What you need to do. Write out again the part of the rows that opens with the line containing "Target: curly dark hair" and runs through the end of the rows, both ends and the request lines included. Shift every point coordinate in the answers up by 124, and leave out the pictures.

Data entries.
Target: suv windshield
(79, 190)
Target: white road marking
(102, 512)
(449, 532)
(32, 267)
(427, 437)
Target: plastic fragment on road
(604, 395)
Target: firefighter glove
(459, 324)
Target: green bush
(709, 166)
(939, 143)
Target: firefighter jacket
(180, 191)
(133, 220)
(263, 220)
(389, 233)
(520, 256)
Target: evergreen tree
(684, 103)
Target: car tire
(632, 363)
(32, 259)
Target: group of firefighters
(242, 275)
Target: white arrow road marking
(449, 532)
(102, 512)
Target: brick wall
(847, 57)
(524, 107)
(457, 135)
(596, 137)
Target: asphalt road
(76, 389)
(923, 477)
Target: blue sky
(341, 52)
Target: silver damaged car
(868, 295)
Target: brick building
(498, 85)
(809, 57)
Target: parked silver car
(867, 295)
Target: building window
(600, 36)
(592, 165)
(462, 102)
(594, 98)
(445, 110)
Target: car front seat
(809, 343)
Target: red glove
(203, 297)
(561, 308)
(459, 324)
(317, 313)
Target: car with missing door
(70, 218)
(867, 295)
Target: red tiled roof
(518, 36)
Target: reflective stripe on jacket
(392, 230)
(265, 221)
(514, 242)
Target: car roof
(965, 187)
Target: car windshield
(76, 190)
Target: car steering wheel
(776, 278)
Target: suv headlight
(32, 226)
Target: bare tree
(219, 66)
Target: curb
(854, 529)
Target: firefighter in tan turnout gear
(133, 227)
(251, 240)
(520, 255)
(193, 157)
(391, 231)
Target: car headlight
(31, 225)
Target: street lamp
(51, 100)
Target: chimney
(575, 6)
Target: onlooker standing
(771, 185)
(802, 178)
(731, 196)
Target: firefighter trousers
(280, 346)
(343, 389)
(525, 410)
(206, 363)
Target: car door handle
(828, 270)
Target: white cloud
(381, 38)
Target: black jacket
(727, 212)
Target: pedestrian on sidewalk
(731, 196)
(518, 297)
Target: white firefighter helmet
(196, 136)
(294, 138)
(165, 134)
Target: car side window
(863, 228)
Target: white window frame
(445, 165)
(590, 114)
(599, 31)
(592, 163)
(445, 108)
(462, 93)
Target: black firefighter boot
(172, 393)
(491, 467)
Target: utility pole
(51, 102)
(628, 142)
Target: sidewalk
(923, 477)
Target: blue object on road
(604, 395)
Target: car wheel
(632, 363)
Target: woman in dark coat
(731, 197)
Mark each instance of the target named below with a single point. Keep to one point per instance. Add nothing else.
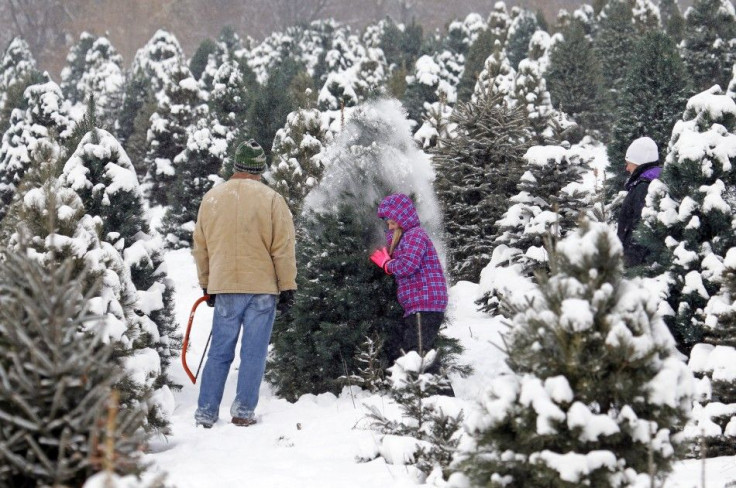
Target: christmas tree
(521, 30)
(37, 129)
(574, 79)
(58, 373)
(477, 172)
(550, 201)
(71, 74)
(713, 427)
(342, 298)
(52, 223)
(597, 391)
(709, 42)
(167, 136)
(100, 172)
(17, 71)
(297, 148)
(198, 168)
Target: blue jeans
(255, 314)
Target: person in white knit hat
(642, 162)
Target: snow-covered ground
(315, 441)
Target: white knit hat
(643, 150)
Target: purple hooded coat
(415, 264)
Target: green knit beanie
(250, 158)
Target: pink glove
(381, 258)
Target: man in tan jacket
(244, 250)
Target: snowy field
(315, 441)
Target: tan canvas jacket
(244, 240)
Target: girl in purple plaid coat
(412, 259)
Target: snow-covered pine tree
(149, 74)
(477, 172)
(201, 56)
(597, 392)
(522, 28)
(17, 71)
(158, 60)
(53, 224)
(422, 87)
(462, 33)
(426, 425)
(401, 44)
(687, 220)
(371, 73)
(297, 166)
(672, 20)
(103, 79)
(272, 102)
(179, 108)
(436, 126)
(574, 79)
(550, 201)
(709, 42)
(57, 377)
(480, 49)
(652, 98)
(71, 74)
(342, 297)
(198, 168)
(713, 426)
(229, 99)
(39, 127)
(614, 43)
(497, 77)
(530, 88)
(499, 21)
(131, 129)
(100, 172)
(496, 29)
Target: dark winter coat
(415, 263)
(637, 186)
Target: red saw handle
(186, 338)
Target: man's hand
(381, 258)
(211, 299)
(286, 301)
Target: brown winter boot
(243, 422)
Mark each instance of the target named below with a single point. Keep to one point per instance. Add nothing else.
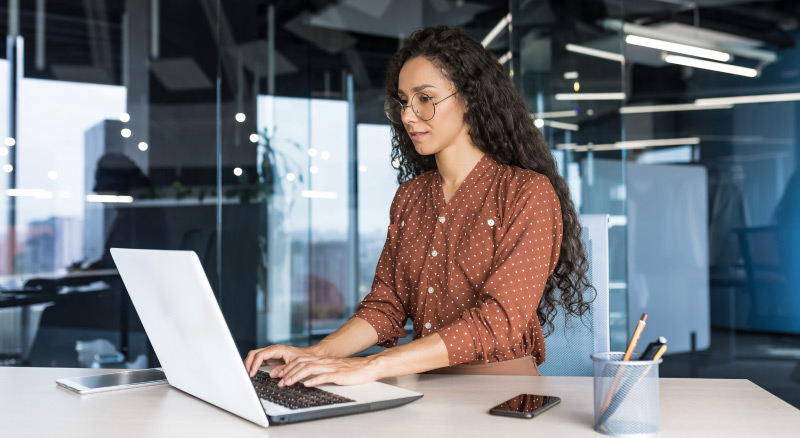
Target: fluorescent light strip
(710, 65)
(669, 108)
(590, 96)
(561, 125)
(496, 30)
(761, 98)
(110, 199)
(555, 114)
(318, 194)
(29, 193)
(633, 144)
(583, 50)
(686, 49)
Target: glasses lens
(393, 110)
(423, 106)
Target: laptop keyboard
(296, 396)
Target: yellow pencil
(635, 337)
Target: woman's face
(447, 127)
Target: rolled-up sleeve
(525, 256)
(382, 307)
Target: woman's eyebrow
(416, 89)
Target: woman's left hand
(340, 371)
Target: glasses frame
(411, 104)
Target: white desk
(31, 405)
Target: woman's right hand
(255, 358)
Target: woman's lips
(416, 135)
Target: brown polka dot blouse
(472, 269)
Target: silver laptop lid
(181, 316)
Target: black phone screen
(525, 405)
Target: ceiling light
(762, 98)
(318, 194)
(590, 96)
(31, 193)
(560, 125)
(556, 114)
(633, 144)
(686, 49)
(611, 56)
(111, 199)
(710, 65)
(669, 108)
(496, 30)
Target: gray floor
(771, 361)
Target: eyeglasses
(423, 106)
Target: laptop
(180, 314)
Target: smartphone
(114, 381)
(525, 405)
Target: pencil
(635, 337)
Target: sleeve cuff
(388, 331)
(460, 342)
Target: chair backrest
(568, 347)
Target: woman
(483, 231)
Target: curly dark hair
(500, 126)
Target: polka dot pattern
(472, 269)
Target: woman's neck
(455, 163)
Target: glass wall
(252, 133)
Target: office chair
(568, 348)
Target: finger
(249, 359)
(305, 371)
(295, 362)
(263, 355)
(320, 379)
(275, 371)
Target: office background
(252, 132)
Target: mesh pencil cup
(625, 395)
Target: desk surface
(31, 405)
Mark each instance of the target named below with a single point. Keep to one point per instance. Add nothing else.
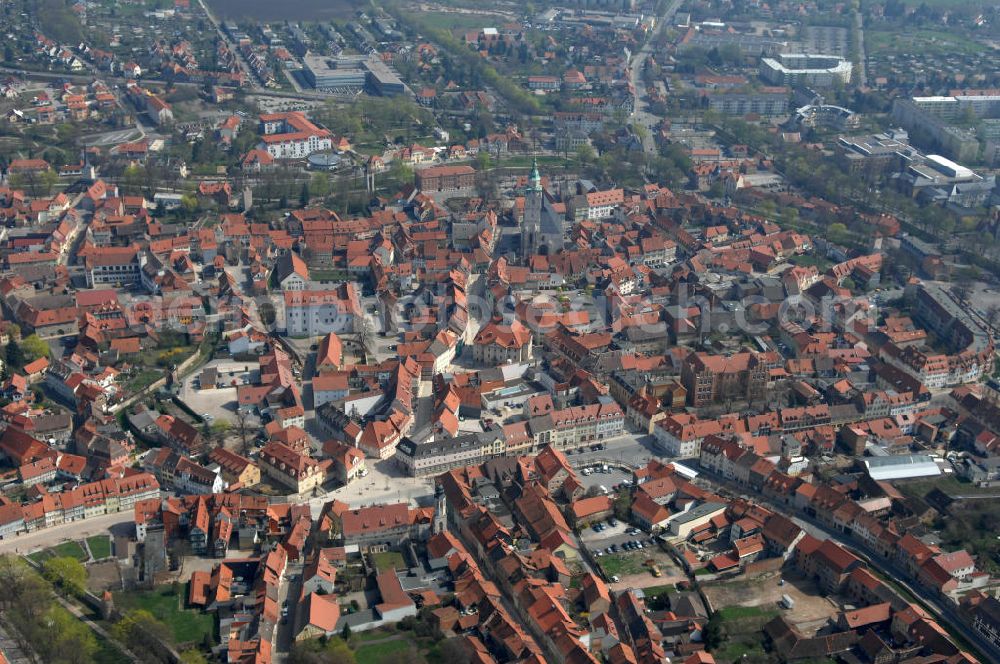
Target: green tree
(837, 233)
(14, 355)
(189, 203)
(623, 506)
(319, 185)
(220, 428)
(68, 640)
(712, 634)
(193, 657)
(34, 347)
(67, 573)
(483, 161)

The result.
Target: curly dark hair
(624, 250)
Target: polka dot pattern
(596, 393)
Target: woman's neck
(579, 287)
Target: glass wall
(376, 257)
Target: office chair
(692, 472)
Target: finger
(373, 483)
(429, 495)
(419, 486)
(387, 479)
(444, 503)
(399, 495)
Target: office background
(376, 256)
Target: mesh pencil cup
(749, 519)
Target: desk surface
(155, 529)
Mark each instance of the target named below with a single point. Keep to one point per instance. Add nothing else.
Target: green tree
(961, 357)
(138, 479)
(313, 327)
(747, 630)
(443, 309)
(344, 552)
(192, 764)
(836, 758)
(317, 781)
(158, 471)
(191, 697)
(607, 285)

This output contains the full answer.